>> BEGIN RECORDS TO PROCESS

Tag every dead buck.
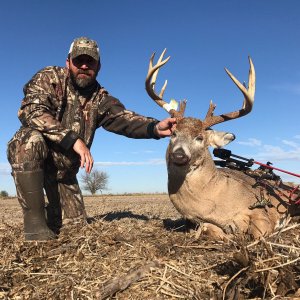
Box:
[146,50,292,239]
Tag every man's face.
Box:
[66,54,100,88]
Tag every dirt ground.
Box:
[0,194,300,300]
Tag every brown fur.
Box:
[166,118,287,239]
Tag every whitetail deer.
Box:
[146,50,296,239]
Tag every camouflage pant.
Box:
[7,128,86,221]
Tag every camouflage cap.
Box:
[69,37,100,60]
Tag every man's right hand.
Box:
[73,139,94,173]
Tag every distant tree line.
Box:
[81,170,108,195]
[0,191,8,198]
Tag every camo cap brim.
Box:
[69,37,100,61]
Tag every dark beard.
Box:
[70,70,96,90]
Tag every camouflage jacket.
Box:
[18,67,158,177]
[18,67,158,150]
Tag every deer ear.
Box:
[206,129,235,148]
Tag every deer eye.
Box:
[195,135,203,142]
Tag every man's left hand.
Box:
[155,118,176,138]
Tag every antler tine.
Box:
[145,49,186,118]
[145,49,170,107]
[203,57,255,128]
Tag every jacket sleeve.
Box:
[98,95,159,139]
[18,69,79,150]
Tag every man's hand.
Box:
[73,139,94,173]
[155,118,176,137]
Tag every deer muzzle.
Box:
[171,148,190,166]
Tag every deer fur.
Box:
[145,49,296,239]
[166,118,286,239]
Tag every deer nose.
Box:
[171,148,190,165]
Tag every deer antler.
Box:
[145,49,186,118]
[203,57,255,128]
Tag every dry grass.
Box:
[0,195,300,300]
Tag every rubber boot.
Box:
[14,170,56,241]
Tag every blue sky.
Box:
[0,0,300,195]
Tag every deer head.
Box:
[146,49,255,170]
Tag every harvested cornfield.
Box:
[0,194,300,300]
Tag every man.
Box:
[7,37,176,240]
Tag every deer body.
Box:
[146,50,286,238]
[166,118,279,238]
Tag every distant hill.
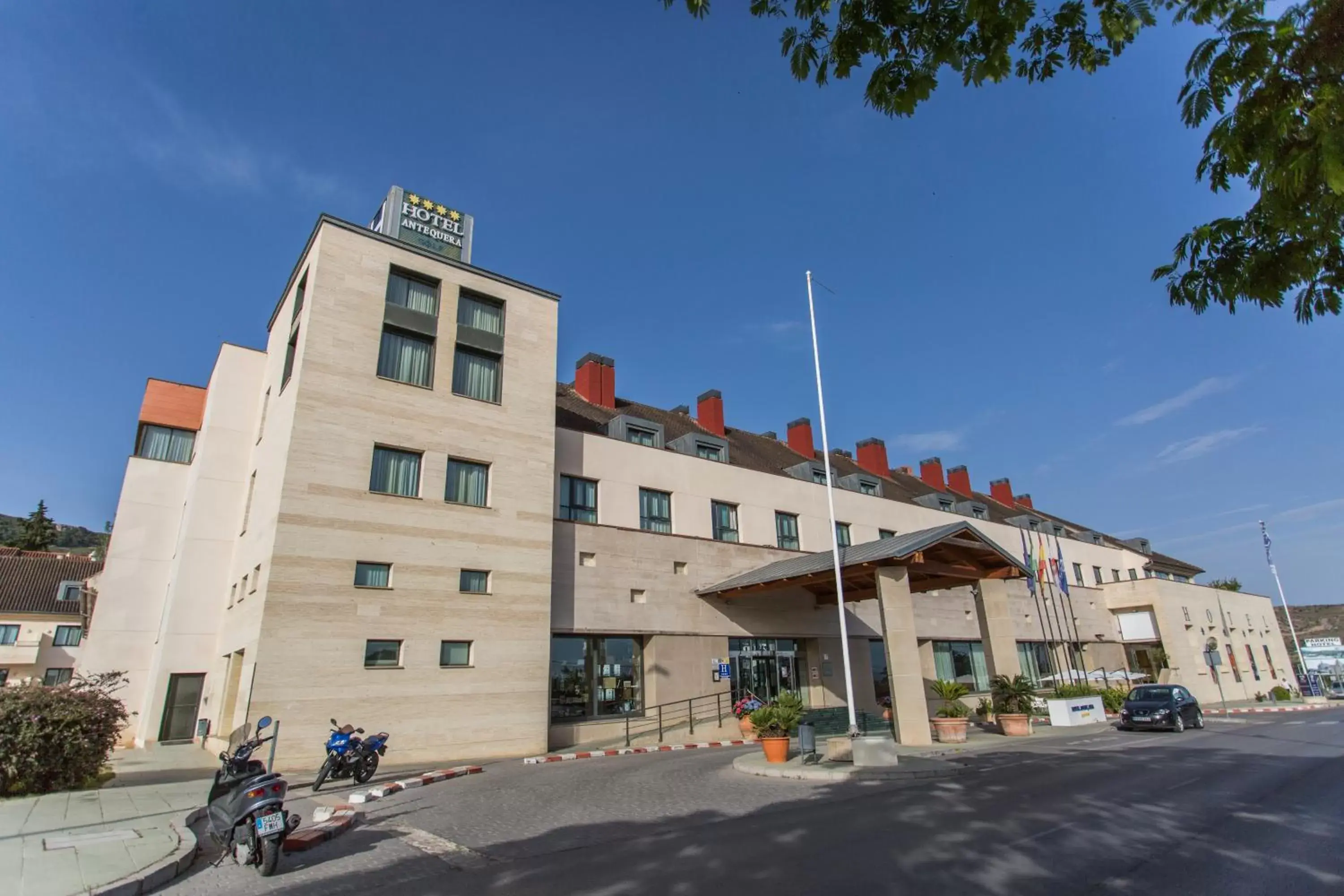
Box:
[0,513,108,553]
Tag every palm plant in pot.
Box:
[933,678,970,744]
[751,690,802,762]
[989,676,1036,737]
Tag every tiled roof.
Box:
[555,383,1203,575]
[0,548,102,615]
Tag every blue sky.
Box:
[0,0,1344,603]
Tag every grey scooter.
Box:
[206,716,300,877]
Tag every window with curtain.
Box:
[457,293,504,336]
[378,327,434,388]
[640,489,672,532]
[368,446,421,498]
[444,458,491,506]
[136,423,196,463]
[560,475,597,522]
[387,271,438,317]
[710,501,738,541]
[355,561,392,588]
[453,345,500,405]
[774,510,798,551]
[933,641,989,692]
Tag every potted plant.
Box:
[933,678,970,744]
[989,676,1036,737]
[751,690,802,762]
[732,694,765,737]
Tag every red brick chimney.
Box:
[788,417,817,461]
[919,457,948,491]
[989,479,1013,508]
[574,352,616,411]
[948,465,970,498]
[853,439,891,475]
[695,390,723,435]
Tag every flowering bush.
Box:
[732,697,765,719]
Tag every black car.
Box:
[1120,685,1204,731]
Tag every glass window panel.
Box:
[444,458,491,506]
[364,641,402,668]
[355,563,392,588]
[387,273,438,317]
[457,293,504,336]
[438,641,472,666]
[368,446,421,497]
[378,327,434,387]
[453,345,500,405]
[640,489,672,532]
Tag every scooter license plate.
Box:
[257,811,285,837]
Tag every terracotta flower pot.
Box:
[759,737,789,762]
[933,719,970,744]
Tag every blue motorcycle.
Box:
[313,719,388,793]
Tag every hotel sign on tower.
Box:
[368,187,473,265]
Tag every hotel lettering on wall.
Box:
[368,187,474,265]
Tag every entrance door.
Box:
[159,672,206,743]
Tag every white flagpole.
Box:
[1261,520,1310,681]
[808,271,859,737]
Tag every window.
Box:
[368,445,421,498]
[378,325,434,388]
[42,669,74,688]
[438,641,472,668]
[453,345,500,405]
[444,458,491,506]
[625,426,659,448]
[640,489,672,532]
[355,561,392,588]
[136,423,196,463]
[551,635,644,720]
[387,271,438,317]
[560,475,597,522]
[933,641,989,692]
[457,293,504,336]
[457,569,491,594]
[710,501,738,541]
[364,641,402,669]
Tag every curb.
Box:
[89,806,206,896]
[523,740,751,766]
[349,766,485,805]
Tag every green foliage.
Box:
[989,676,1036,713]
[663,0,1344,323]
[751,690,802,737]
[0,673,126,795]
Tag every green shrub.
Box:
[0,676,126,795]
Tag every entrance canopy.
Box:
[696,522,1027,603]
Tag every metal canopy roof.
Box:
[696,522,1027,600]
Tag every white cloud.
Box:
[1156,426,1265,463]
[1116,376,1241,426]
[895,430,962,451]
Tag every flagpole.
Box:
[808,271,859,737]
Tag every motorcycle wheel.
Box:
[313,756,332,794]
[257,837,280,877]
[355,752,378,784]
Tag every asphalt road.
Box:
[160,711,1344,896]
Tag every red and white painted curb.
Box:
[349,766,485,805]
[523,740,754,766]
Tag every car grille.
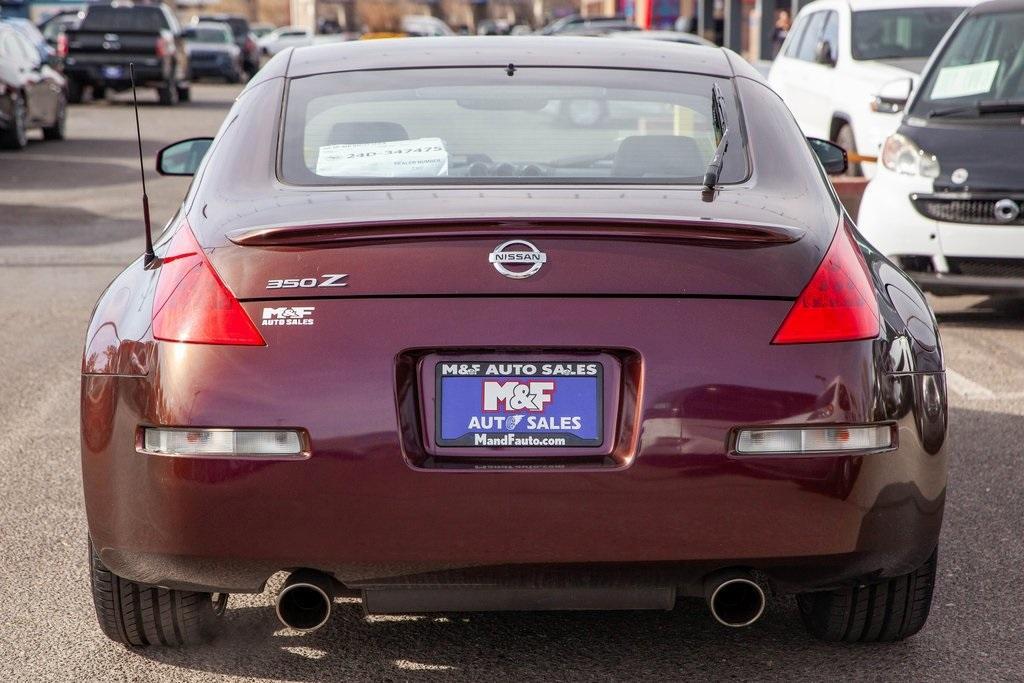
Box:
[946,256,1024,278]
[910,195,1024,225]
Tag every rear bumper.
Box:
[82,298,946,594]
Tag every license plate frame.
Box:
[419,350,622,457]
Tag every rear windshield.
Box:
[280,67,749,184]
[82,7,170,33]
[850,7,964,59]
[201,16,249,38]
[184,27,231,43]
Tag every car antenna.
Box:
[128,61,157,265]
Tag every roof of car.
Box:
[971,0,1024,14]
[287,36,733,78]
[800,0,966,14]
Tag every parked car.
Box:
[537,14,640,36]
[0,22,68,150]
[859,0,1024,295]
[257,26,313,56]
[401,14,455,38]
[81,37,949,646]
[194,14,260,76]
[249,23,278,40]
[39,9,85,49]
[0,17,57,66]
[65,0,190,105]
[183,22,245,83]
[768,0,974,176]
[608,31,715,47]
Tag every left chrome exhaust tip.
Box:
[275,569,335,633]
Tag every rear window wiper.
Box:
[703,83,729,193]
[928,99,1024,119]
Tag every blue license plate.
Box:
[435,360,604,449]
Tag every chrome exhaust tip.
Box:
[705,575,768,629]
[274,569,334,633]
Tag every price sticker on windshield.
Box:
[931,59,999,99]
[316,137,449,178]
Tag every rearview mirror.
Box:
[814,40,836,67]
[871,78,913,114]
[807,137,850,175]
[157,137,213,175]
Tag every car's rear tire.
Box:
[834,123,864,178]
[0,97,29,150]
[89,541,227,647]
[797,552,936,643]
[43,96,68,140]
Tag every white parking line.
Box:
[946,368,996,398]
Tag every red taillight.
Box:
[772,224,879,344]
[153,223,265,346]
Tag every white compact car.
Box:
[768,0,974,176]
[857,0,1024,295]
[256,26,313,56]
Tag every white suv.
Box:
[768,0,974,176]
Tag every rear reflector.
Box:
[153,223,265,346]
[772,224,879,344]
[735,425,893,456]
[142,427,308,458]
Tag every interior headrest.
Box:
[611,135,707,178]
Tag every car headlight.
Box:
[882,133,939,178]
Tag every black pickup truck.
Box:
[65,2,188,104]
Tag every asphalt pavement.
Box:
[0,85,1024,681]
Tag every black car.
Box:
[0,25,68,150]
[857,0,1024,296]
[196,14,259,77]
[65,2,189,104]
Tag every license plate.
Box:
[435,360,604,449]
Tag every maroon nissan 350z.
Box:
[82,37,947,646]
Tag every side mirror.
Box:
[814,40,836,67]
[871,78,913,114]
[807,137,850,175]
[157,137,213,175]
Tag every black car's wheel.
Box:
[43,95,68,140]
[68,78,83,104]
[89,541,227,647]
[797,552,936,643]
[0,97,29,150]
[834,124,864,177]
[157,83,178,106]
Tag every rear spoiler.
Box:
[226,215,805,248]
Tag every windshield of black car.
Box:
[187,27,231,43]
[280,66,748,185]
[911,11,1024,117]
[82,5,170,33]
[850,7,964,59]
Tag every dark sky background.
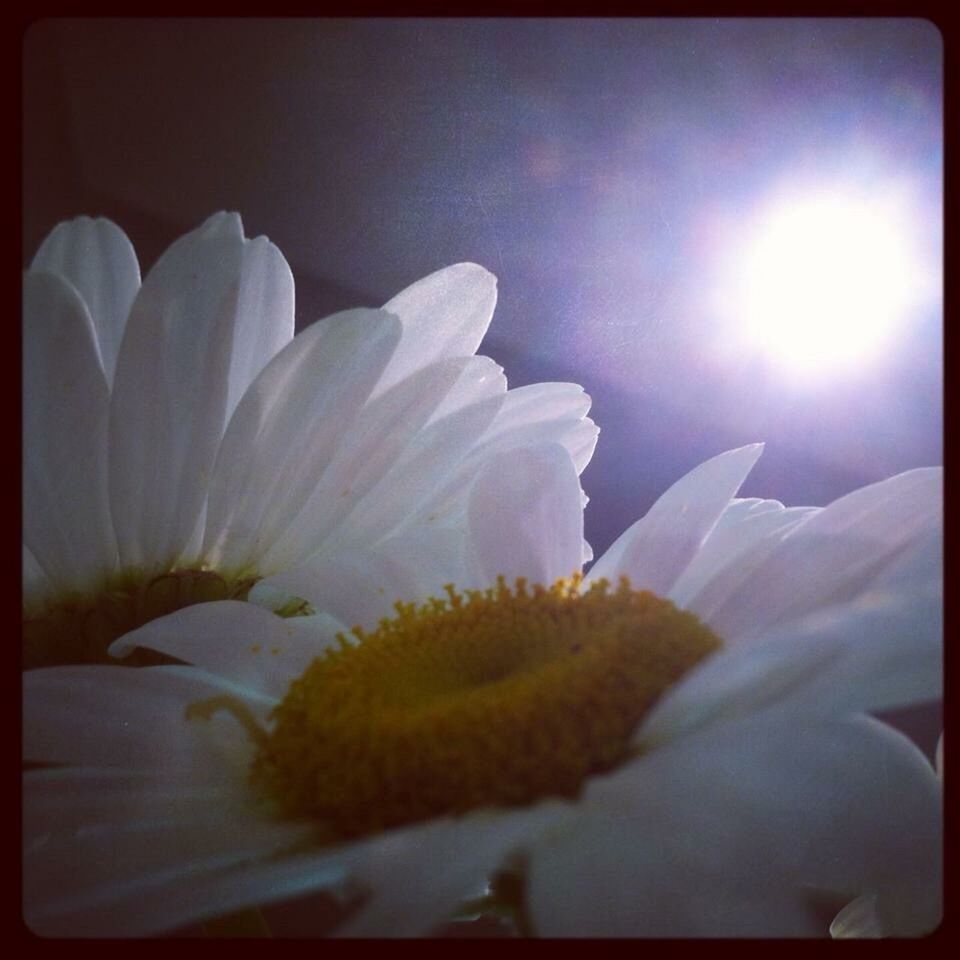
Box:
[22,18,943,568]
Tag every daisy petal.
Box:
[23,271,116,590]
[638,584,943,743]
[110,214,244,569]
[20,544,53,619]
[830,893,883,940]
[23,767,240,837]
[225,231,294,420]
[374,263,497,396]
[337,802,569,937]
[587,443,763,596]
[691,468,943,642]
[469,444,583,584]
[480,383,600,475]
[398,383,599,559]
[109,600,343,699]
[203,310,400,573]
[670,500,818,609]
[316,394,503,549]
[263,357,506,570]
[27,839,347,937]
[529,717,941,937]
[30,217,140,385]
[262,525,466,630]
[23,806,314,937]
[23,666,276,783]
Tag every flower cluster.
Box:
[23,214,942,936]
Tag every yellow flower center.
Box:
[23,568,312,669]
[252,576,720,839]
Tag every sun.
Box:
[721,178,924,379]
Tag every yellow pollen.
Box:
[252,575,720,838]
[23,568,312,669]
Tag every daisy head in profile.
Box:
[23,213,597,667]
[24,441,942,936]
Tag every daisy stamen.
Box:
[23,568,313,668]
[253,574,720,838]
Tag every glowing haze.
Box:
[720,176,931,380]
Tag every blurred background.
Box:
[22,18,943,756]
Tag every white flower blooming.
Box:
[24,442,942,936]
[23,213,597,666]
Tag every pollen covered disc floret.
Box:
[252,575,720,838]
[23,567,310,669]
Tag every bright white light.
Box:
[723,180,923,377]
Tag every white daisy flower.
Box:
[23,213,597,666]
[24,443,942,936]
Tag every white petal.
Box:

>> END RECORDS TO PROCESS

WHAT THE TASK REQUIRES – Rewrite the stretch from the start of the items through the line containing "[155,118,176,138]", swapping "camouflage" for "camo" and leaving everything else unchanged. Omit the pictures from your answer.

PROBLEM SOLUTION –
Tag every dead buck.
Box:
[146,50,292,239]
Tag every man's face.
Box:
[66,54,100,88]
Tag every dirt ground.
Box:
[0,194,300,300]
Tag every brown fur.
Box:
[166,118,287,239]
Tag every whitetail deer.
Box:
[146,50,296,239]
Tag every camo pant.
Box:
[7,128,86,221]
Tag every camo cap.
Box:
[69,37,100,60]
Tag every man's right hand.
Box:
[73,139,94,173]
Tag every distant tree line.
Box:
[81,170,108,195]
[0,191,8,198]
Tag every camo cap brim.
Box:
[69,37,100,61]
Tag every dark beard.
Box:
[70,70,96,90]
Tag every camo jacket.
Box:
[18,67,158,177]
[18,67,158,150]
Tag every deer ear.
Box:
[206,129,235,148]
Tag every deer eye.
Box:
[195,135,203,142]
Tag every man's left hand.
Box:
[155,118,176,138]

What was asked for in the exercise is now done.